§ **STATED TASK**
Transcribe the lines of the records starting with the one that has "Expected: one point per instance of the chandelier" in it and ending with the last, and transcribe nothing else.

§ **Entries from a dataset**
********

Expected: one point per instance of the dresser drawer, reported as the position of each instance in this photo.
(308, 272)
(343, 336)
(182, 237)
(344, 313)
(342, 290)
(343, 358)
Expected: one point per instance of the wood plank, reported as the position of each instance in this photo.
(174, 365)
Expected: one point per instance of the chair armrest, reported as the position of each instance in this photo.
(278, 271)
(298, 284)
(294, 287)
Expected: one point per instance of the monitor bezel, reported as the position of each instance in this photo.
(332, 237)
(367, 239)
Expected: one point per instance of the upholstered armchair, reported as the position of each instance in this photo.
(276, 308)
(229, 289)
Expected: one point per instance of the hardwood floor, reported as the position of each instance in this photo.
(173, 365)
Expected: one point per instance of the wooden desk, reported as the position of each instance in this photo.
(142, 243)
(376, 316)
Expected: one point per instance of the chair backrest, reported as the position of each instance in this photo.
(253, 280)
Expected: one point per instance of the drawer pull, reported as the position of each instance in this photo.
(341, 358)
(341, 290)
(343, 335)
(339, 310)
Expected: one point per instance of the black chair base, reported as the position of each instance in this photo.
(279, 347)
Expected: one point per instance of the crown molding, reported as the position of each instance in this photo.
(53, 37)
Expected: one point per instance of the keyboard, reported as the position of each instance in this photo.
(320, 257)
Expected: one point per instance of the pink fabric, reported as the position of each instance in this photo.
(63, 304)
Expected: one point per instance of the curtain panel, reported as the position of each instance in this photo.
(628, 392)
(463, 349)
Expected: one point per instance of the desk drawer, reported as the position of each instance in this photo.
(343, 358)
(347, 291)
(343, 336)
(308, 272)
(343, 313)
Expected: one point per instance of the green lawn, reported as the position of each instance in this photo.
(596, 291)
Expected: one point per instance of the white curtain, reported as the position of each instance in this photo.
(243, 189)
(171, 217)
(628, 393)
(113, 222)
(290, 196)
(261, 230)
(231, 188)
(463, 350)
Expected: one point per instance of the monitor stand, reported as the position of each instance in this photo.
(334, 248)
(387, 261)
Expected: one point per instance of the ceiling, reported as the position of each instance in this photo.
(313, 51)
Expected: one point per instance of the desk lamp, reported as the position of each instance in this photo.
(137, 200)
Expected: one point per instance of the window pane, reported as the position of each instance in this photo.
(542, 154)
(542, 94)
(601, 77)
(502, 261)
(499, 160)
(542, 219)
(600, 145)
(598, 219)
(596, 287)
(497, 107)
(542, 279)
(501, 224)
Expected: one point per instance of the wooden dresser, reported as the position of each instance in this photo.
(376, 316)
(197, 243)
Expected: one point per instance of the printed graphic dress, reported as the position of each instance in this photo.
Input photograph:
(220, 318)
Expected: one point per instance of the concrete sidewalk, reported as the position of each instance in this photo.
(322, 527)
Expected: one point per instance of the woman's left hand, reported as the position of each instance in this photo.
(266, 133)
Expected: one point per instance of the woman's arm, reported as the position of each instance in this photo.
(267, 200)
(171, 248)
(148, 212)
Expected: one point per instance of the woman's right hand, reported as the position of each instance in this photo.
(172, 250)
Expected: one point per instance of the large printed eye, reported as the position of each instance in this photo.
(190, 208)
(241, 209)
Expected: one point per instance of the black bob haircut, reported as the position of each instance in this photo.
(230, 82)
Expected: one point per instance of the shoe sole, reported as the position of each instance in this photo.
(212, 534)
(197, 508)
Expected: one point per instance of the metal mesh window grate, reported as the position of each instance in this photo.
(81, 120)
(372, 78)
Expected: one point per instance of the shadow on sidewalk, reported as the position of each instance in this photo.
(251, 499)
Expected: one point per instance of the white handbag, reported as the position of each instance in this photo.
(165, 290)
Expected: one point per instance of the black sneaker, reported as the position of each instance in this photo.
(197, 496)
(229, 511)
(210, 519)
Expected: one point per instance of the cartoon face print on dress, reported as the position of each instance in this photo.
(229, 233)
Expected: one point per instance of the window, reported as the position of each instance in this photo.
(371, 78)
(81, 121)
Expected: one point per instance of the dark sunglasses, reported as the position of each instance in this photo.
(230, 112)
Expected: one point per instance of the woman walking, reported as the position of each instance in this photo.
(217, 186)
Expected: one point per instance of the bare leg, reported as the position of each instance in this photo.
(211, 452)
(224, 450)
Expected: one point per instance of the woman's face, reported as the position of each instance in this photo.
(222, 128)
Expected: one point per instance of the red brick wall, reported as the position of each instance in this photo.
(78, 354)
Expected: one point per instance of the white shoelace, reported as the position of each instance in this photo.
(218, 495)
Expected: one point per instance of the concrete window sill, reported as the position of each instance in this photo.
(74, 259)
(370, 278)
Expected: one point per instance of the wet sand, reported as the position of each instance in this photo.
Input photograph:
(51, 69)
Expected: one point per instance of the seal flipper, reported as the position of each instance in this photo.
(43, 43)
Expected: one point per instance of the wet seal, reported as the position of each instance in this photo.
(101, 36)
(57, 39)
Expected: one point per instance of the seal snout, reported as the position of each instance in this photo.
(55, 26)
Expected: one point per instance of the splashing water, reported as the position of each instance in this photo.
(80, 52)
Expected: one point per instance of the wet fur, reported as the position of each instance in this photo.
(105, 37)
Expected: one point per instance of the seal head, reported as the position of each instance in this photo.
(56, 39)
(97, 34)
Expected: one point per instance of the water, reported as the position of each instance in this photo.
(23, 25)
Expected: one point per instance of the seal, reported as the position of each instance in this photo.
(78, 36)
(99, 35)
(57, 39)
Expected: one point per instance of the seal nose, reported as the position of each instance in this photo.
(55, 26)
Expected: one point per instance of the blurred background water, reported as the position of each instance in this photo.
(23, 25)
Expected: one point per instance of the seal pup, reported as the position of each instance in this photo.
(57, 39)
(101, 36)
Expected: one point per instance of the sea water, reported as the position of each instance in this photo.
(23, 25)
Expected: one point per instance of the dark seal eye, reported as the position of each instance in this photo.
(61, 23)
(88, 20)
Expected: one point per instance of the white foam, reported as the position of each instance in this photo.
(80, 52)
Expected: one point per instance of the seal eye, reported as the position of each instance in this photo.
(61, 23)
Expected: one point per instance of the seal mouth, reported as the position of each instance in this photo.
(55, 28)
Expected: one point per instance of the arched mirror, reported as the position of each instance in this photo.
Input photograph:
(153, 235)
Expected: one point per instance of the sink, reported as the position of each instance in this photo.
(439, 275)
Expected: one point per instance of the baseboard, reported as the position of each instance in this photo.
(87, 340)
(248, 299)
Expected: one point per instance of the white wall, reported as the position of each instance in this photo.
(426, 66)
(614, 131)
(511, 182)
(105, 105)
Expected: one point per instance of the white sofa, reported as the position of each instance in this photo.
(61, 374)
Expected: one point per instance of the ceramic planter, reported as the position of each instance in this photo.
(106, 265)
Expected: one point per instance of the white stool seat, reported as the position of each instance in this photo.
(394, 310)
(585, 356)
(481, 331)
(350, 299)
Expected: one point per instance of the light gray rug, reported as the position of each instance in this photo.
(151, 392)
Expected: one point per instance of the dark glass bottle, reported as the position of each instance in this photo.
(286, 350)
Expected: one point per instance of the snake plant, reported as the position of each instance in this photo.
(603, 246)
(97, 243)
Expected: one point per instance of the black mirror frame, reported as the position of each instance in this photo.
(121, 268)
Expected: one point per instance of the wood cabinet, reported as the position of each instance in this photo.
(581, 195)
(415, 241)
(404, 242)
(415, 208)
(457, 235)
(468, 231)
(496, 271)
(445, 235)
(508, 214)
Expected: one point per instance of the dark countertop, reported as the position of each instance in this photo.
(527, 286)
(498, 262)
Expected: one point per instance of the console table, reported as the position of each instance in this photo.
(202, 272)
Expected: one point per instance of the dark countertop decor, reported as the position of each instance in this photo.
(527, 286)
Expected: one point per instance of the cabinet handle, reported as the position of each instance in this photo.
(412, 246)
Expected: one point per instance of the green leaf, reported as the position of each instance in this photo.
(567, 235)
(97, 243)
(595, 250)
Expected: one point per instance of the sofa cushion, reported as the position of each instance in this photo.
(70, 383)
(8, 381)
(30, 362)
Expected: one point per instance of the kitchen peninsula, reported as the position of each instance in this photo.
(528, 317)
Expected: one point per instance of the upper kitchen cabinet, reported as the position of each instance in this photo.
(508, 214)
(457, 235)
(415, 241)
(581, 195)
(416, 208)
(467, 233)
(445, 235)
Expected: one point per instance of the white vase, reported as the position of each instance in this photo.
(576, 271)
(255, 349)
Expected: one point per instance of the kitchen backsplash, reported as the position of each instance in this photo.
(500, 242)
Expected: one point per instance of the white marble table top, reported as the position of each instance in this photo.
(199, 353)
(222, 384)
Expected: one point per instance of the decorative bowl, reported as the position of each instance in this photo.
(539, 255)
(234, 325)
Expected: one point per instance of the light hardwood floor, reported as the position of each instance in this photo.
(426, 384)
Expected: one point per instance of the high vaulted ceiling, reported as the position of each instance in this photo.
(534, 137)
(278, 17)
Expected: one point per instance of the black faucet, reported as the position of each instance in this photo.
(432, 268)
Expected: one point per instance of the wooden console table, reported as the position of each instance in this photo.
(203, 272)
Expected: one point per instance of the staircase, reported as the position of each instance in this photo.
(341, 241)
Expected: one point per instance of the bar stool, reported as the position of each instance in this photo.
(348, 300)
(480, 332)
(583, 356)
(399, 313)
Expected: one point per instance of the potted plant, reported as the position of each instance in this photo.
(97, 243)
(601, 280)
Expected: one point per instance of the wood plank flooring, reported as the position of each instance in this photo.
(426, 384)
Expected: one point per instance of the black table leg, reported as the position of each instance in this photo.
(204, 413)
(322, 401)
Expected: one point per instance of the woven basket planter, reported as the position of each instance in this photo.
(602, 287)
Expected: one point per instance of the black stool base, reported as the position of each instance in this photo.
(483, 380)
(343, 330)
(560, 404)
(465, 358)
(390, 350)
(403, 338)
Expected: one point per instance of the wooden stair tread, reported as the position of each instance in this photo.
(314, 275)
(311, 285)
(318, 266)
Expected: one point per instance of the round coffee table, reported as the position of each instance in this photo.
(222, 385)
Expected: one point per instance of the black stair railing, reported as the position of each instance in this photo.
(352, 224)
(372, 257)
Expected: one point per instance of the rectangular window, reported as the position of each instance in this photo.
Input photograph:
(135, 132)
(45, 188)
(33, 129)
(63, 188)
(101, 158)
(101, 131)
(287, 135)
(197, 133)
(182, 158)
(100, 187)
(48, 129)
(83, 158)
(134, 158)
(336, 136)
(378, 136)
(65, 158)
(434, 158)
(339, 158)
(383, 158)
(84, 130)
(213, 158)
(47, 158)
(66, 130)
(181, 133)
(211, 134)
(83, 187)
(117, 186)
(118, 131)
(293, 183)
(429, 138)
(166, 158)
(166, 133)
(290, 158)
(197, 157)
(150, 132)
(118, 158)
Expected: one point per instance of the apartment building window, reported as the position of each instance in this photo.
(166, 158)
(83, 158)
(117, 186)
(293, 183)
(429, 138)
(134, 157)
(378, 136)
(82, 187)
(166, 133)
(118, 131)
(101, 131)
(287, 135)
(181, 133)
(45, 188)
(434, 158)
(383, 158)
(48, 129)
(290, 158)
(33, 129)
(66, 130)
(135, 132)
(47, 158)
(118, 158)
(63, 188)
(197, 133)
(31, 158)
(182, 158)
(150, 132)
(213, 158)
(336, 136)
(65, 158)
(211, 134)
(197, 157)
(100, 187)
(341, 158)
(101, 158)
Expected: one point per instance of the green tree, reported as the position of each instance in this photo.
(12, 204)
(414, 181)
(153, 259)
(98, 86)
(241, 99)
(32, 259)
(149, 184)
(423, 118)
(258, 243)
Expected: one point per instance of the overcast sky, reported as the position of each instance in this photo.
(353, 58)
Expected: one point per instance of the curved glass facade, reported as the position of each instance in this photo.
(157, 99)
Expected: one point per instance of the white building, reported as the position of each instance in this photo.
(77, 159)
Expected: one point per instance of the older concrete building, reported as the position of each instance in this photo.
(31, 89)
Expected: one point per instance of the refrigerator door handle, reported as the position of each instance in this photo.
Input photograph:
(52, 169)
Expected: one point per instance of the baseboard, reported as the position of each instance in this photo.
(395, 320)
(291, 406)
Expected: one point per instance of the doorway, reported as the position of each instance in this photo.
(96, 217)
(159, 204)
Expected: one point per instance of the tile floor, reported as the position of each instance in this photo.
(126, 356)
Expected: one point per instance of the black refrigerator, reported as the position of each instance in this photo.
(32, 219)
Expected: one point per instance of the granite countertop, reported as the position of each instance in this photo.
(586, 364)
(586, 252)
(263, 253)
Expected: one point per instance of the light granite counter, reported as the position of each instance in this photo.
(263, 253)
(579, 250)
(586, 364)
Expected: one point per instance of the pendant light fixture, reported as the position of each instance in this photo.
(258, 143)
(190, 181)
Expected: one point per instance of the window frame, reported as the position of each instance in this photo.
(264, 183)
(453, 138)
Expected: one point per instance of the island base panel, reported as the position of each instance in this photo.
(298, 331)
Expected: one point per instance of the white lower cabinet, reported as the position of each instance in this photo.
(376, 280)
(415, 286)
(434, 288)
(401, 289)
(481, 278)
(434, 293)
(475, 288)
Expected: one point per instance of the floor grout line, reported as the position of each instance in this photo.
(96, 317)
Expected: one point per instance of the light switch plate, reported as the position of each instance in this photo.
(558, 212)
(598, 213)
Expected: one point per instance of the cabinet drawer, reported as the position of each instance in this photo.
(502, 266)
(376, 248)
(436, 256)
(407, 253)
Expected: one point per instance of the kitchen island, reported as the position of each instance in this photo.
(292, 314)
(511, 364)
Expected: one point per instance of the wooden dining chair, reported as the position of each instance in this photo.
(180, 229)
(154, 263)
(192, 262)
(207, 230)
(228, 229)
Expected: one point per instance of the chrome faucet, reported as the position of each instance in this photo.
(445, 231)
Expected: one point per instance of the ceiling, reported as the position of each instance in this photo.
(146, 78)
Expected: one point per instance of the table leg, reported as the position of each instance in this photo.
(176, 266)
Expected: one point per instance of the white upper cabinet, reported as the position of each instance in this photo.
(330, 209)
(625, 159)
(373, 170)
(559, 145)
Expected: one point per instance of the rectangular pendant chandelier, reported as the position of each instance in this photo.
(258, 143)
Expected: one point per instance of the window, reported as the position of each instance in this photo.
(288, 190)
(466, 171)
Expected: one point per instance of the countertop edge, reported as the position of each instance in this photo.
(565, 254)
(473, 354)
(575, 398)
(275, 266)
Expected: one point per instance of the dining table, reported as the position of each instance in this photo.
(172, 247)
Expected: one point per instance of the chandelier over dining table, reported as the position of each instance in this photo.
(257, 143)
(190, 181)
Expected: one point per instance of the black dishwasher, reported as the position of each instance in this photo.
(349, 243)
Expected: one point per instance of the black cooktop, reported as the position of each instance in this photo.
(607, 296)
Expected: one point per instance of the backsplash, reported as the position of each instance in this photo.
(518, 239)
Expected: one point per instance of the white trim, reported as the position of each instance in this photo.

********

§ **OUTPUT OF THE TASK**
Expected: one point per instance of the chandelier over dining table, reported as the position of each instance in this photo.
(257, 143)
(190, 181)
Expected: one point per instance of the black dishwasher, reported as the position of each instance in this photo.
(349, 243)
Expected: one point per instance of the black cooktop, reported as the position of each instance in this photo.
(607, 296)
Expected: one point per instance of the backsplash, reported as the position of each instance in this photo.
(518, 239)
Expected: one point per instance of the white trim, reported as the position of each instance in this photo.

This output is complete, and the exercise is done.